Ziel der Übung: Wiederhole den Interviewauszug mit dem Rapper Kurdo vollständig und Wort für Wort.

Zu prüfender Text:
Der Rapper Kurdo über Kalaschnikows im Schrank, seine zweite Heimat Emmertsgrund - und warum er nichts Falsches sagen will

ver.di publik - Kurdo, Dein Album Slumdog Millionär ist in den Albumcharts auf Platz 6 hochgeschossen. Wie bist Du aufs Rappen gekommen?

KURDO - Im Emmertsgrund, in Heidelberg, woher ich komme. Da gab es mehrere Undergroundbands. In einem Jugendclub gab es einen Musikraum mit einem Mikrofon und einem Computer. Da habe ich Beats ausprobiert und aufgenommen. Wir haben uns dort immer in eine Liste eingetragen und dann für eine halbe Stunde Musik gemacht und gerappt. Meine Texte hab ich immer alleine geschrieben.

ver.di publik - Sind es persönliche Erfahrungen, von denen Deine Texte handeln?

Untersuchte Daten:
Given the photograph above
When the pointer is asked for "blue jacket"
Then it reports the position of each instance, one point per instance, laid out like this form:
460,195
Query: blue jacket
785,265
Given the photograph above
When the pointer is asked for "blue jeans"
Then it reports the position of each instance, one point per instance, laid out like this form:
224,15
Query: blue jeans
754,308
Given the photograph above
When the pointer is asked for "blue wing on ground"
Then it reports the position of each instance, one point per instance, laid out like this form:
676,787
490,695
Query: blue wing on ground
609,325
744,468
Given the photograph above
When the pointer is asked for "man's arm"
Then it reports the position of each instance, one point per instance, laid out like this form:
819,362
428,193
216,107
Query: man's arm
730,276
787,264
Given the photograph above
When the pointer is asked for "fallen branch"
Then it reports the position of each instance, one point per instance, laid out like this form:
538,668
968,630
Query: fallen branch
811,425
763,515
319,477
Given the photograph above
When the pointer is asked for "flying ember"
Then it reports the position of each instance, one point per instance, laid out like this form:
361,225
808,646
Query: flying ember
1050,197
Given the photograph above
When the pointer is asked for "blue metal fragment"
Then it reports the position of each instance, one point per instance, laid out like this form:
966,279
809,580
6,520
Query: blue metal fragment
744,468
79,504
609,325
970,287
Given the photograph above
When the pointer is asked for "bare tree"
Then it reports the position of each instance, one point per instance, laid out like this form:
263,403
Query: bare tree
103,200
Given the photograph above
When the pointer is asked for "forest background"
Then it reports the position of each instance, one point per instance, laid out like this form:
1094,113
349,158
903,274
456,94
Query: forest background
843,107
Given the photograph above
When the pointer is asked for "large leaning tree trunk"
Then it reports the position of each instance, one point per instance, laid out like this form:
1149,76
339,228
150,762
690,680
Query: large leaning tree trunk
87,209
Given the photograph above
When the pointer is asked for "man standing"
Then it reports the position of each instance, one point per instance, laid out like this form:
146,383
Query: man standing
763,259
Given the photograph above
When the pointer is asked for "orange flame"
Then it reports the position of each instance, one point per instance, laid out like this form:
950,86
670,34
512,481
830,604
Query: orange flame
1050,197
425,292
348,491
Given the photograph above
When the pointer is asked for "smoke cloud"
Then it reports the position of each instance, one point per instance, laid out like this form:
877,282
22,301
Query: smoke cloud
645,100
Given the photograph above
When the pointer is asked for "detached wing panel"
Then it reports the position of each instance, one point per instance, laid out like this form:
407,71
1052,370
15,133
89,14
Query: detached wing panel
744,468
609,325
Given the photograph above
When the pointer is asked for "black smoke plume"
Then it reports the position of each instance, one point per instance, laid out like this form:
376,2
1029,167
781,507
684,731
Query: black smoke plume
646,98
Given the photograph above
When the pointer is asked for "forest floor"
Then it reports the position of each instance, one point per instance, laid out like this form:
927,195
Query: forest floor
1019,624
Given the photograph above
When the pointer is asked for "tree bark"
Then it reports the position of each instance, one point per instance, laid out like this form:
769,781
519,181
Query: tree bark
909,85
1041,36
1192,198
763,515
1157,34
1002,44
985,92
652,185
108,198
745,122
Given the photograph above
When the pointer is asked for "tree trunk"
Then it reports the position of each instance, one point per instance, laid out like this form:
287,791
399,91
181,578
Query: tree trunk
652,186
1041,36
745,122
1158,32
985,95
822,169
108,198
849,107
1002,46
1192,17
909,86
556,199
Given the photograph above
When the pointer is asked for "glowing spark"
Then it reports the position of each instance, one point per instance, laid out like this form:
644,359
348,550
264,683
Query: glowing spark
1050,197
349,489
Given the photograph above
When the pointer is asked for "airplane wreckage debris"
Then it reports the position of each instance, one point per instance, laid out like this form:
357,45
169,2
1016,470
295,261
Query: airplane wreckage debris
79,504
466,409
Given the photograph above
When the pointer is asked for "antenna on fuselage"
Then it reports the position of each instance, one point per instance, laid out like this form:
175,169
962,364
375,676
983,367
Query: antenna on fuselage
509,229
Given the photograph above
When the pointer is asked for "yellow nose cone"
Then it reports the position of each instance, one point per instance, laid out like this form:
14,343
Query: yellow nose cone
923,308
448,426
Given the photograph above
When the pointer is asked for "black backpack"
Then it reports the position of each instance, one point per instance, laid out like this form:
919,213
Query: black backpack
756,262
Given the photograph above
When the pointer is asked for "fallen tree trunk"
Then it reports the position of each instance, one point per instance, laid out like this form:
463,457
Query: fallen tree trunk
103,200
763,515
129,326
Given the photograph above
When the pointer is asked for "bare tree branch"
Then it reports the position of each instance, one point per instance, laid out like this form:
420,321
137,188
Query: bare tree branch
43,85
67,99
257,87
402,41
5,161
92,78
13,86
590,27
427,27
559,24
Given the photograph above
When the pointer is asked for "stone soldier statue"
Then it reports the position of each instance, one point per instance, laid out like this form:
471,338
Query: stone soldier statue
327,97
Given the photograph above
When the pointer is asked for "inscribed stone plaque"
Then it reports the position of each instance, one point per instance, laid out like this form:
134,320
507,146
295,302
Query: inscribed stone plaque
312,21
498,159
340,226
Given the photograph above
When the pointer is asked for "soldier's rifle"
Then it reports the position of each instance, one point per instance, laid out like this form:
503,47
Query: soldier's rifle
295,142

Schriftliche Antwort:
Der Rapper Kurdo über Kalaschnikows im Schrank, seine zweite Heimat Emmertsgrund - und warum er nichts Falsches sagen will

ver.di publik - Kurdo, Dein Album Slumdog Millionär ist in den Albumcharts auf Platz 6 hochgeschossen. Wie bist Du aufs Rappen gekommen?

KURDO - Im Emmertsgrund, in Heidelberg, woher ich komme. Da gab es mehrere Undergroundbands. In einem Jugendclub gab es einen Musikraum mit einem Mikrofon und einem Computer. Da habe ich Beats ausprobiert und aufgenommen. Wir haben uns dort immer in eine Liste eingetragen und dann für eine halbe Stunde Musik gemacht und gerappt. Meine Texte hab ich immer alleine geschrieben.

ver.di publik - Sind es persönliche Erfahrungen, von denen Deine Texte handeln?